◆ EXTRACT PROVIDED ◆
┄┄┄┄┄┄┄┄┄┄┄┄┄┄┄┄┄┄┄┄

If you just want a pure and balanced tactical combat system then 4E is that. But if you want a system that puts a simulation of individuals into challenges and says "it ain't balanced, find a solution" then 4E (for many) actually does a decidedly inferior job of that. Those same gamist bits that make it a balanced tactical game are constantly there reminding you that being a balanced tactical game is at the forefront of this engine's duty.

And what you fail to acknowledge is that for many others 4e does a vastly superior job of that. In 3.5 you can almost always say "It ain't balanced. Unload the wizard." (Or cleric, druid, or artificer). In 4e you can not say this. There is no class you just unload to deal with situations you shouldn't be able to tackle head on - the very imbalance of 3.5 meaning that supposedly imbalanced challenges are manageable. This is because 4e both has the best generalist out of combat D&D mechanics of any edition (an admittedly very low bar) and pays attention to balance so you can't just solve things by throwing spells at them.

Yes, you can roleplay on 4E. There is no slight challenge to that claim. But I can roleplay my character in Descent. And I can make a 100-point GURPS character and roleplay Superman on him. Nothing can ever stop anyone from roleplaying. But the mechanics on these systems do an inferior job of supporting that immersive part of roleplaying.

D&D, with its unrealistic damage system, its pretty high complexity, and all its quirks, and its design as a gamist system does a pretty bad job of supporting immersive roleplaying. I find the untiring robots that are non-4e fighters to wreck my immersion. But really, praising a version of D&D for being immersive is like praising a pickup truck for its speed.

┄┄┄┄┄┄┄┄┄┄┄┄┄┄┄┄┄┄┄┄

◆ WORK REQUEST A ◆
Extract the wording of the passage on D&D 4E between "D&D, with its" and "for its speed.", inclusive.
◆ WORK REQUEST B ◆
Decide whether each statement below agrees with the passage on D&D 4E, answering yes or no and quoting the words of the passage that settle it. (i) The passage states that in 4e one can say "It ain't balanced. Unload the wizard." (ii) The passage states that a 100-point GURPS character can be used to roleplay Superman. (iii) The passage describes D&D as having a realistic damage system.

┄┄┄┄┄┄┄┄┄┄┄┄┄┄┄┄┄┄┄┄

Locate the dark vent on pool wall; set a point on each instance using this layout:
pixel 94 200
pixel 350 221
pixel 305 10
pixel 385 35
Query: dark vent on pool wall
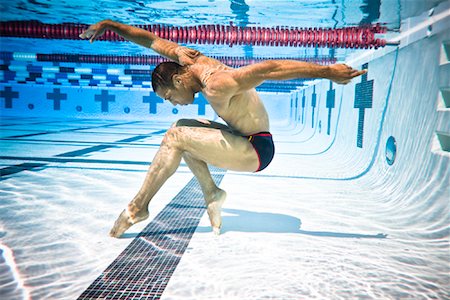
pixel 441 141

┄┄┄┄┄┄┄┄┄┄┄┄┄┄┄┄┄┄┄┄

◆ EXERCISE OUTPUT A ◆
D&D, with its unrealistic damage system, its pretty high complexity, and all its quirks, and its design as a gamist system does a pretty bad job of supporting immersive roleplaying. I find the untiring robots that are non-4e fighters to wreck my immersion. But really, praising a version of D&D for being immersive is like praising a pickup truck for its speed.

◆ EXERCISE OUTPUT B ◆
(i) No: "In 4e you can not say this."
(ii) Yes: "And I can make a 100-point GURPS character and roleplay Superman on him."
(iii) No: "D&D, with its unrealistic damage system"